> _Stated goal_:
Rewrite everything from the line containing "Please locate the eagle's chest." down to the line containing "[102,0,564,375]", substituting "bird's" for each "eagle's" and keeping all else the same.

Rows of box annotation data:
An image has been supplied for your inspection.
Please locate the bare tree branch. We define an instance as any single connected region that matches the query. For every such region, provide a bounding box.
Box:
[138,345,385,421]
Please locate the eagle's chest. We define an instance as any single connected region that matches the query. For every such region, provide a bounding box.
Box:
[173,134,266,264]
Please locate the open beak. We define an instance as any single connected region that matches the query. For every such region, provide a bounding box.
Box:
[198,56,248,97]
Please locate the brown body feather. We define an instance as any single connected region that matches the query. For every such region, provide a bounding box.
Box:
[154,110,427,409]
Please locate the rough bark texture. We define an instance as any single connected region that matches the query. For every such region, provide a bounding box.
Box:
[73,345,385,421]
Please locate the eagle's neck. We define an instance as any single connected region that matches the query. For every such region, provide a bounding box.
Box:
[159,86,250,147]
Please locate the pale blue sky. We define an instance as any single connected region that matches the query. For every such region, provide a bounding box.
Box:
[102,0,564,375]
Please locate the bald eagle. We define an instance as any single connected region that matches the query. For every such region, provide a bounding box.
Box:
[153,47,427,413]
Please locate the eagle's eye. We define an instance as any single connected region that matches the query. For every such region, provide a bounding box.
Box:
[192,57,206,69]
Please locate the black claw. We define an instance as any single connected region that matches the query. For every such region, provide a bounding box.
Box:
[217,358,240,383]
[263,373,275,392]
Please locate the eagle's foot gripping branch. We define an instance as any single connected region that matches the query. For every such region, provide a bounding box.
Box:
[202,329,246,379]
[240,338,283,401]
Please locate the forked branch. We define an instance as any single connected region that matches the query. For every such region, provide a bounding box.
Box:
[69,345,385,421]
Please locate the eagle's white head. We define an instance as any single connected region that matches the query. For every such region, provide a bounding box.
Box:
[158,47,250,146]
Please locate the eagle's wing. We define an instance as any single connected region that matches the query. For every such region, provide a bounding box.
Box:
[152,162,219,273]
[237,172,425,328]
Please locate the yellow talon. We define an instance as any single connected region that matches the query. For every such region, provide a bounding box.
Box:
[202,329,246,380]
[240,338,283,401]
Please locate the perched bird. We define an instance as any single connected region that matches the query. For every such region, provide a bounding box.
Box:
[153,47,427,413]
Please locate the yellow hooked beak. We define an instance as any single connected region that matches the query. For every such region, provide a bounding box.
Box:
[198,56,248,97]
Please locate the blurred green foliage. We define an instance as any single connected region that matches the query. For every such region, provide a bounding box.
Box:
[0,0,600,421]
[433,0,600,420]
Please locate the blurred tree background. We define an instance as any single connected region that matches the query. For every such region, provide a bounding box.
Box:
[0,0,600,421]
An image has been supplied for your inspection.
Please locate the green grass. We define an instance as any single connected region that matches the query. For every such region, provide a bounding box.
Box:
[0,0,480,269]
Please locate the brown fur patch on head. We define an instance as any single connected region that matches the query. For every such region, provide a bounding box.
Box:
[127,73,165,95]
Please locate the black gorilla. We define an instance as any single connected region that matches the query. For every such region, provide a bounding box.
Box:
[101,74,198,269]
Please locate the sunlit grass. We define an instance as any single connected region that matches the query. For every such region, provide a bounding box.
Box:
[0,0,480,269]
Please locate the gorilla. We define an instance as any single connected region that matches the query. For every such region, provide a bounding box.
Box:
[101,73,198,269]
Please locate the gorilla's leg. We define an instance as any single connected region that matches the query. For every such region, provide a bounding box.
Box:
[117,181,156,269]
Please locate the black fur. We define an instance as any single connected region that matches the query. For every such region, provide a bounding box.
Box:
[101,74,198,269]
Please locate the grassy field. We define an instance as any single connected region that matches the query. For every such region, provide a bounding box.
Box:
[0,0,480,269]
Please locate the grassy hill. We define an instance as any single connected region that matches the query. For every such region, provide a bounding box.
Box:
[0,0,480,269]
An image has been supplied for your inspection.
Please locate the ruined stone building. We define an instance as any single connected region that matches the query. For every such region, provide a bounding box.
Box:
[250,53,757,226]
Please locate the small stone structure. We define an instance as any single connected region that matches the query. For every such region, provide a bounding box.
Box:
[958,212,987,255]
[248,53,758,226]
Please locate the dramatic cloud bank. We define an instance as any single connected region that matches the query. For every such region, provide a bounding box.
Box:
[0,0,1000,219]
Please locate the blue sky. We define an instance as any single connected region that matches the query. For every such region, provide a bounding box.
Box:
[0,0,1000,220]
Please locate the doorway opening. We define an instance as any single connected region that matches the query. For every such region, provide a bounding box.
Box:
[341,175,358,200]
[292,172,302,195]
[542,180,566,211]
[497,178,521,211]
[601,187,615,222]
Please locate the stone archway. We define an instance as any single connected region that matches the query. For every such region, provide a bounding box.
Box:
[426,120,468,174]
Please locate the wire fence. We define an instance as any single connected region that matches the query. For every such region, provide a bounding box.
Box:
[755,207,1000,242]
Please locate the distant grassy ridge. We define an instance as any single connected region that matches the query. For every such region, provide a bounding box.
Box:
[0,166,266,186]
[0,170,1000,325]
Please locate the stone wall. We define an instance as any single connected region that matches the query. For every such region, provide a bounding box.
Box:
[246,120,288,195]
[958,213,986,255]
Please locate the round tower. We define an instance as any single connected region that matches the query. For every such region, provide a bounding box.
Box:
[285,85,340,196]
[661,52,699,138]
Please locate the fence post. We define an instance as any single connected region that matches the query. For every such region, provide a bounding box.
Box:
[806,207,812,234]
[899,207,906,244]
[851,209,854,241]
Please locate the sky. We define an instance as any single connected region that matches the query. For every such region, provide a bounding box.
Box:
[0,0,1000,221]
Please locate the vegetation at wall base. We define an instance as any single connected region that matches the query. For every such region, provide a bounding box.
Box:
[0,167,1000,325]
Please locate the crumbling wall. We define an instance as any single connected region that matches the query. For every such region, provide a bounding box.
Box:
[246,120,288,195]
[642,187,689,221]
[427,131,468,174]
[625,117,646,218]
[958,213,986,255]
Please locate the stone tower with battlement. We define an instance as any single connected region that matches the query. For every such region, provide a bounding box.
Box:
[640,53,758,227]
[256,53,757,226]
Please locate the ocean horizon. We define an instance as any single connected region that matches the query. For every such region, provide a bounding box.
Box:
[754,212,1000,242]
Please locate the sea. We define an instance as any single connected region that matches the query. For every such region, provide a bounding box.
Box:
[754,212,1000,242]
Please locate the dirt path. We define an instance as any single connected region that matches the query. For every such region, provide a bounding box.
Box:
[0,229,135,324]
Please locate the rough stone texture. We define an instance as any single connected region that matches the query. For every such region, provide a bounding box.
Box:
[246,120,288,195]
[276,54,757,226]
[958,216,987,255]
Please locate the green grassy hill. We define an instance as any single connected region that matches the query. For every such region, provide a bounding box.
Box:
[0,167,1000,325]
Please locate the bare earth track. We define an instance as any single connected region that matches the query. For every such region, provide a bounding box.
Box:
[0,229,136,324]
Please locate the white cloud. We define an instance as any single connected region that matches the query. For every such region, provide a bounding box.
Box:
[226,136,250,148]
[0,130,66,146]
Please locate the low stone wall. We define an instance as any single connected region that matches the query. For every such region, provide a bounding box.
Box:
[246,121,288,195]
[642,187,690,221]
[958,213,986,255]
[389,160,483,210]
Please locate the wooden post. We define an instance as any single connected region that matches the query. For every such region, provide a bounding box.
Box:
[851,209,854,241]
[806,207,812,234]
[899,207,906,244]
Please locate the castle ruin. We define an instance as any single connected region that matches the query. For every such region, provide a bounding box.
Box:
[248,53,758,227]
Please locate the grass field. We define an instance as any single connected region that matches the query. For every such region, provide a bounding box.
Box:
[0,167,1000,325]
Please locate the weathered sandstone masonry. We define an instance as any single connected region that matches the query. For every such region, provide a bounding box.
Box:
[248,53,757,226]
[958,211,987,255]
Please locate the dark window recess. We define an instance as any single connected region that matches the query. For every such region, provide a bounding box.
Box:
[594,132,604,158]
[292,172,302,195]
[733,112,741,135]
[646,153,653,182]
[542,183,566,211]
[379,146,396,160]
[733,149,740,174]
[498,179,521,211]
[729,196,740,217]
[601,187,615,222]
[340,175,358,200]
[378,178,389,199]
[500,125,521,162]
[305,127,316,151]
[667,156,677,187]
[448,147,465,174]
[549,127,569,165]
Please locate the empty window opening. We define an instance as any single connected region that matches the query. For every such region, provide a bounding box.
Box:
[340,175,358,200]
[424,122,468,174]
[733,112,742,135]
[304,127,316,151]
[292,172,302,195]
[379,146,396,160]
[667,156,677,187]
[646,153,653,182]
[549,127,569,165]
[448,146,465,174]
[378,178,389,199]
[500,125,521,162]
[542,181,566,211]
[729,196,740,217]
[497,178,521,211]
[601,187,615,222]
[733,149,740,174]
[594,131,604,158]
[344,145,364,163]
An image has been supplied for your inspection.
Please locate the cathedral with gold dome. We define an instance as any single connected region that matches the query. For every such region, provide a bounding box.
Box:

> _The result_:
Please locate the bird's chest. We define an instance as any single connected region that matches the query. For every such region, provide a bounding box.
Box:
[173,134,266,264]
Please locate the open beak. We define an instance as any single connected region that matches the query. For every such region, provide a bounding box.
Box:
[198,56,248,97]
Please locate the brown body feather. We define an instance as any single connected region that matches the query. For every such region, provide a bounding box.
Box:
[154,110,427,409]
Please locate the rough bark texture. We define an instance as any single connected region that matches the query. For every such region, provide a bounding box.
Box:
[73,345,385,421]
Please locate the bird's neck. We define an instance as any single connected region that matches the query. For every such region, provide a bounding box.
Box:
[159,86,250,147]
Please locate the pale blue sky. We define an instance as any single connected region that matches the query. For every such region, provide a bounding box.
Box:
[102,0,564,375]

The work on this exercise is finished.